[BEGIN INFORMATION PROVIDED]
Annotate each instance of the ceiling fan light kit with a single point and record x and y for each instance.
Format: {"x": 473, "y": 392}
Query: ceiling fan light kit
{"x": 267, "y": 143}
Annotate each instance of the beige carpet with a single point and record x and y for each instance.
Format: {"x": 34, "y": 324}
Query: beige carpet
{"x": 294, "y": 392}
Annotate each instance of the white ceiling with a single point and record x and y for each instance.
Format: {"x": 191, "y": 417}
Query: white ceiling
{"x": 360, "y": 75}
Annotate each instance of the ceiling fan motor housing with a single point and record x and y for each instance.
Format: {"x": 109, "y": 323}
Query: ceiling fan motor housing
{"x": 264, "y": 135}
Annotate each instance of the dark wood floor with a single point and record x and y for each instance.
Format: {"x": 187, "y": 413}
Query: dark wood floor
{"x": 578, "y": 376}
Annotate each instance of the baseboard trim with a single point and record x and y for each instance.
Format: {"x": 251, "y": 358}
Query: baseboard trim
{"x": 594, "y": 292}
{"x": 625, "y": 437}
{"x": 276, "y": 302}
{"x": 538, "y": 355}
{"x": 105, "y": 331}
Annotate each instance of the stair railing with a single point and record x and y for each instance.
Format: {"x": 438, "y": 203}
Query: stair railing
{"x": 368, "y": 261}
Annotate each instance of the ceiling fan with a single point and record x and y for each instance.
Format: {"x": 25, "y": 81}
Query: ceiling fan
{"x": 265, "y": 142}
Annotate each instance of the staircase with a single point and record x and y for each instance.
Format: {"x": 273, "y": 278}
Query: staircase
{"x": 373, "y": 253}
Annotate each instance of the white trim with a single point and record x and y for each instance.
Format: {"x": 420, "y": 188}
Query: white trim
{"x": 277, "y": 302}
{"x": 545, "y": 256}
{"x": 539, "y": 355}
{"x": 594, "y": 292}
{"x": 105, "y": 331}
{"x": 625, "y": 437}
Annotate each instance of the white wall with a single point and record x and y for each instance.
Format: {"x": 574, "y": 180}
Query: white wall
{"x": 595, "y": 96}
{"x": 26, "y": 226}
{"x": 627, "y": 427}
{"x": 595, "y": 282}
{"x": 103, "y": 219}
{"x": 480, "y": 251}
[END INFORMATION PROVIDED]
Could you write out the material above again, swapping every "single point" for "single marker" and leaving everything else unchanged?

Annotate each instance of the ceiling fan light kit with a single marker and record x and y for each instance.
Format: {"x": 473, "y": 392}
Query: ceiling fan light kit
{"x": 267, "y": 143}
Annotate each instance of the beige carpet with a single marker and record x and y for each instance.
Format: {"x": 34, "y": 324}
Query: beige carpet
{"x": 294, "y": 392}
Annotate each instance of the white ceiling with a single marker and record x and y for each instance.
Format: {"x": 191, "y": 417}
Query: white ceiling
{"x": 360, "y": 75}
Annotate each instance of the ceiling fan motor housing with a single marker and record x and y for each instance.
Format: {"x": 109, "y": 323}
Query: ceiling fan motor housing
{"x": 264, "y": 135}
Annotate each instance of the dark wood floor with a single marker and record x and y for each instance.
Format: {"x": 187, "y": 413}
Query: dark wood floor
{"x": 578, "y": 376}
Annotate each instance of the baseboard trim with a single marker and record x and y for each instance.
Format: {"x": 251, "y": 358}
Query: baseboard trim
{"x": 594, "y": 292}
{"x": 625, "y": 437}
{"x": 276, "y": 302}
{"x": 538, "y": 355}
{"x": 105, "y": 331}
Annotate each instance of the stair railing with a single marker and record x and y for each instance.
Format: {"x": 438, "y": 203}
Query: stair railing
{"x": 368, "y": 261}
Annotate each instance of the ceiling fan with a single marker and record x and y for each instance.
Format: {"x": 25, "y": 81}
Query: ceiling fan
{"x": 265, "y": 142}
Annotate each instance of the staircase with a single marker and record x and y for each instance.
Format: {"x": 273, "y": 278}
Query: staircase
{"x": 373, "y": 253}
Annotate each instance of the white trim with a single marker and record x and y for each instance.
Format: {"x": 420, "y": 188}
Query: white trim
{"x": 277, "y": 302}
{"x": 545, "y": 256}
{"x": 539, "y": 355}
{"x": 594, "y": 292}
{"x": 105, "y": 331}
{"x": 625, "y": 437}
Annotate each instance of the white wall with a single marker and record x and y for each instance.
Format: {"x": 574, "y": 180}
Query: white wall
{"x": 595, "y": 96}
{"x": 26, "y": 226}
{"x": 627, "y": 427}
{"x": 595, "y": 282}
{"x": 103, "y": 219}
{"x": 480, "y": 251}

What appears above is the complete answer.